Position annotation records
○ ○ ○

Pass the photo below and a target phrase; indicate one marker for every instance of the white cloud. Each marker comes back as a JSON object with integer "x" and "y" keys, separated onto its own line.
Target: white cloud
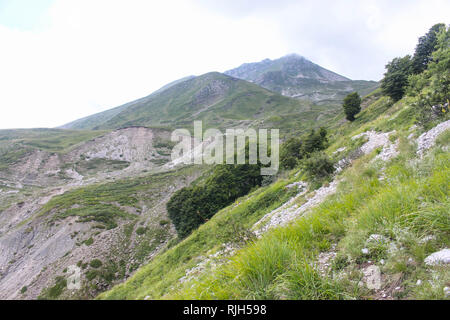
{"x": 92, "y": 55}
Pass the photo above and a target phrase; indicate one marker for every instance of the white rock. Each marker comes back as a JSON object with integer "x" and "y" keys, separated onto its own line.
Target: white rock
{"x": 427, "y": 139}
{"x": 439, "y": 257}
{"x": 447, "y": 292}
{"x": 372, "y": 277}
{"x": 377, "y": 238}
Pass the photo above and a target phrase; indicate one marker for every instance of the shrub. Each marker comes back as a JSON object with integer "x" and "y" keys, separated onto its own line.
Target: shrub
{"x": 290, "y": 153}
{"x": 89, "y": 241}
{"x": 190, "y": 207}
{"x": 96, "y": 263}
{"x": 141, "y": 230}
{"x": 352, "y": 105}
{"x": 395, "y": 79}
{"x": 318, "y": 166}
{"x": 295, "y": 149}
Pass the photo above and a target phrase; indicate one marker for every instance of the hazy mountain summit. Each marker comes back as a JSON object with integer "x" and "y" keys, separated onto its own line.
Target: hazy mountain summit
{"x": 295, "y": 76}
{"x": 289, "y": 67}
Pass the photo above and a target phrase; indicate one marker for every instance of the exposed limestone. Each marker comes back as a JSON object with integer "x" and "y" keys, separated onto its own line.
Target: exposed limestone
{"x": 439, "y": 257}
{"x": 428, "y": 139}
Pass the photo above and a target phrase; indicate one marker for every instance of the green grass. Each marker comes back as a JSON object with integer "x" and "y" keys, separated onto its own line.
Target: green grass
{"x": 52, "y": 140}
{"x": 164, "y": 270}
{"x": 410, "y": 203}
{"x": 106, "y": 203}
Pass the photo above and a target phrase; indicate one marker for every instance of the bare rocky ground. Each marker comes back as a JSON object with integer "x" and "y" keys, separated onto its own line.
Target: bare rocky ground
{"x": 305, "y": 200}
{"x": 33, "y": 251}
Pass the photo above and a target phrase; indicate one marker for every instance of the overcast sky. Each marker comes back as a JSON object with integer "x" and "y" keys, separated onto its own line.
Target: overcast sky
{"x": 61, "y": 60}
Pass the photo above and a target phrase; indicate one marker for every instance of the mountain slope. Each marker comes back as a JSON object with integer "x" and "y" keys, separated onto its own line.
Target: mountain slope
{"x": 297, "y": 77}
{"x": 366, "y": 234}
{"x": 219, "y": 100}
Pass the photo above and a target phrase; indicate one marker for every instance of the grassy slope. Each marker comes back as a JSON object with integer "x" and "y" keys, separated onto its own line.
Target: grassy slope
{"x": 52, "y": 140}
{"x": 410, "y": 203}
{"x": 199, "y": 99}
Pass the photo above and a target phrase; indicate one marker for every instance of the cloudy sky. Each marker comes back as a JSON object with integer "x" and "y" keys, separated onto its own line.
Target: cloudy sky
{"x": 64, "y": 59}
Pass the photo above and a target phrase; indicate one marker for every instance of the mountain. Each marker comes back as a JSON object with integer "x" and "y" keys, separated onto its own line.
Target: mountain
{"x": 297, "y": 77}
{"x": 219, "y": 100}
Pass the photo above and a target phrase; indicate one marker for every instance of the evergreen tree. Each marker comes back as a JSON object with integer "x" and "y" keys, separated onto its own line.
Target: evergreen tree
{"x": 424, "y": 49}
{"x": 395, "y": 79}
{"x": 352, "y": 105}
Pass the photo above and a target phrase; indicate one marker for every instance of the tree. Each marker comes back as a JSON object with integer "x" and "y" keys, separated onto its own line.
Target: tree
{"x": 190, "y": 207}
{"x": 395, "y": 79}
{"x": 431, "y": 88}
{"x": 424, "y": 49}
{"x": 295, "y": 149}
{"x": 352, "y": 105}
{"x": 290, "y": 153}
{"x": 318, "y": 166}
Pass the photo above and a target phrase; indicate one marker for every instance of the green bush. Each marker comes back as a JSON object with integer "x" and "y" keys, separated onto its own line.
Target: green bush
{"x": 190, "y": 207}
{"x": 318, "y": 166}
{"x": 141, "y": 230}
{"x": 352, "y": 105}
{"x": 295, "y": 149}
{"x": 96, "y": 263}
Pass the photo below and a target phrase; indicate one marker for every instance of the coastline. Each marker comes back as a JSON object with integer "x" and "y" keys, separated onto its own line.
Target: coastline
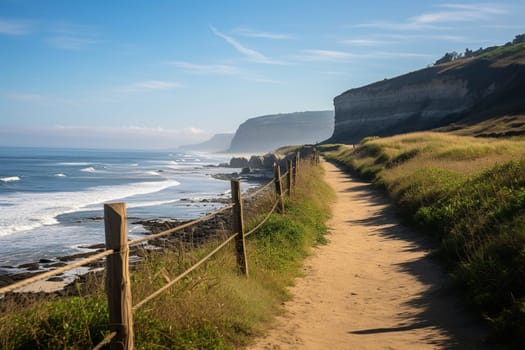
{"x": 194, "y": 236}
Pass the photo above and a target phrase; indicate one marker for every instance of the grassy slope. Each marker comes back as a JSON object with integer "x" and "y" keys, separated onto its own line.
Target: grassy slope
{"x": 468, "y": 192}
{"x": 214, "y": 308}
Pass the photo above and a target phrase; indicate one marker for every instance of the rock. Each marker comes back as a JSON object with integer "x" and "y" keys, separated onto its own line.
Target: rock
{"x": 473, "y": 89}
{"x": 256, "y": 162}
{"x": 56, "y": 279}
{"x": 29, "y": 266}
{"x": 45, "y": 261}
{"x": 269, "y": 132}
{"x": 269, "y": 160}
{"x": 239, "y": 162}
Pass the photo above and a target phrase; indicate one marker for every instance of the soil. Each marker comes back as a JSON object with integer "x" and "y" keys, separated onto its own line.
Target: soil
{"x": 375, "y": 285}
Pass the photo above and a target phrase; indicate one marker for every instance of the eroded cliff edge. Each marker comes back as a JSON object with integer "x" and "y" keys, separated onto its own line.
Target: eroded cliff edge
{"x": 269, "y": 132}
{"x": 476, "y": 88}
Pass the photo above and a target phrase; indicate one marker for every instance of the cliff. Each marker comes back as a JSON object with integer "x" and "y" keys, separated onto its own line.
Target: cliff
{"x": 477, "y": 88}
{"x": 218, "y": 143}
{"x": 265, "y": 133}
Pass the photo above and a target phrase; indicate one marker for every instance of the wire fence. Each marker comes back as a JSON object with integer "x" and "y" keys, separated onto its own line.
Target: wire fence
{"x": 118, "y": 290}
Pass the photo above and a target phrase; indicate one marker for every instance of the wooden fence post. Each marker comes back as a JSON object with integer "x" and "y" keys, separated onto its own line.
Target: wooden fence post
{"x": 297, "y": 160}
{"x": 289, "y": 170}
{"x": 294, "y": 174}
{"x": 118, "y": 287}
{"x": 238, "y": 226}
{"x": 278, "y": 187}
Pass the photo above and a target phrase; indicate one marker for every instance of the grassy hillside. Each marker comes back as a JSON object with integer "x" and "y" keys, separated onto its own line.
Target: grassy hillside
{"x": 469, "y": 193}
{"x": 214, "y": 308}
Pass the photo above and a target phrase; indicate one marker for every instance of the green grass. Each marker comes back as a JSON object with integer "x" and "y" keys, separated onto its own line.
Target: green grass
{"x": 214, "y": 308}
{"x": 470, "y": 194}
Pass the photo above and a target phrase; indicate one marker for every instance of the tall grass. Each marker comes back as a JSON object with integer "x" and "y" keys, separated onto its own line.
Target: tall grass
{"x": 214, "y": 308}
{"x": 470, "y": 194}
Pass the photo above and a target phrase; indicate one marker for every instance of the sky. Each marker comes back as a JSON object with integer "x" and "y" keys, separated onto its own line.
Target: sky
{"x": 159, "y": 74}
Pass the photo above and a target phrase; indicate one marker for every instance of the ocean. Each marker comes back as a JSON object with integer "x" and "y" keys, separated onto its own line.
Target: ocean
{"x": 51, "y": 200}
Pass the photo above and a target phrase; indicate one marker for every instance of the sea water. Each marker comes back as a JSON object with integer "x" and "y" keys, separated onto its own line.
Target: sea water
{"x": 51, "y": 200}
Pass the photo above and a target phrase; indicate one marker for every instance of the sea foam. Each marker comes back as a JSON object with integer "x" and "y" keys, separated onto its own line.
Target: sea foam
{"x": 26, "y": 211}
{"x": 10, "y": 179}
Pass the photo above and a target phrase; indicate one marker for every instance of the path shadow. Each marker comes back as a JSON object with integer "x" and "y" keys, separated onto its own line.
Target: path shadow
{"x": 439, "y": 303}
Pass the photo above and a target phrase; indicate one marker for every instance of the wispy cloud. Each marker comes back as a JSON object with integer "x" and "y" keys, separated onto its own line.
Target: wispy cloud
{"x": 129, "y": 137}
{"x": 222, "y": 69}
{"x": 264, "y": 35}
{"x": 27, "y": 97}
{"x": 71, "y": 42}
{"x": 367, "y": 42}
{"x": 447, "y": 14}
{"x": 150, "y": 85}
{"x": 461, "y": 13}
{"x": 16, "y": 27}
{"x": 35, "y": 98}
{"x": 251, "y": 54}
{"x": 206, "y": 69}
{"x": 326, "y": 55}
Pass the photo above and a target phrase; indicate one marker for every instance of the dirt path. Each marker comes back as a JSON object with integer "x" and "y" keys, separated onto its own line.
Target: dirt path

○ ○ ○

_GOAL_
With both ends included, please retype exactly the lines from the line containing "of the tall" to the final line of the data.

_SOLUTION BELOW_
Pass the photo above and a target phrase; indicate one marker for every instance of the tall grass. Each marker comes back as a JSON object with integer "x" and "y" keys, separated onto its own line.
Target: tall grass
{"x": 214, "y": 308}
{"x": 470, "y": 194}
Pass the photo above and a target phrase; indicate one marker for every instance of the sky. Each marker comes back as a JSON object with integer "x" and "y" keys, separated onto its own line.
Target: sky
{"x": 159, "y": 74}
Pass the photo above and a target phrase; indicate one marker for every instance of the ocean. Each marker comes back as a JSON object with integer "x" and "y" keys, separated onto its own line.
Target: ocean
{"x": 51, "y": 200}
Pass the photo above and a target phrase; indicate one marker for every instance of the sea water. Each marker comes back as a JSON object with integer "x" and "y" keys, separated onto its own line.
Target: sea water
{"x": 51, "y": 200}
Pass the photo above and a target phrase; indicate one marker for every instance of the sea foam. Each marker comes back as a JSON object with integer "x" and "y" keys, separated onto its own line.
Target: sea foam
{"x": 26, "y": 211}
{"x": 10, "y": 179}
Pass the photo above and a target phrase; indicate one marker for every instance of the path shadow. Each marker comes back as a JSON object with integer "x" and "y" keys, separated onto its own line.
Target: path shadow
{"x": 439, "y": 303}
Pass the photo above and a target phrase; indicate one marker for every instance of the wispy cloud. Each marker comes back as a JSON object with integer "x" and "y" keys, separated onto its own line.
Target: wispy cloud
{"x": 129, "y": 137}
{"x": 222, "y": 69}
{"x": 264, "y": 35}
{"x": 27, "y": 97}
{"x": 71, "y": 42}
{"x": 367, "y": 42}
{"x": 447, "y": 14}
{"x": 150, "y": 85}
{"x": 461, "y": 13}
{"x": 16, "y": 27}
{"x": 35, "y": 98}
{"x": 251, "y": 54}
{"x": 206, "y": 69}
{"x": 326, "y": 55}
Pass the photo above and a target phrase; indicate one marker for every instance of the dirt path. Each marker comes back as a JSON object with integer "x" and "y" keys, separated onto its own line.
Target: dirt path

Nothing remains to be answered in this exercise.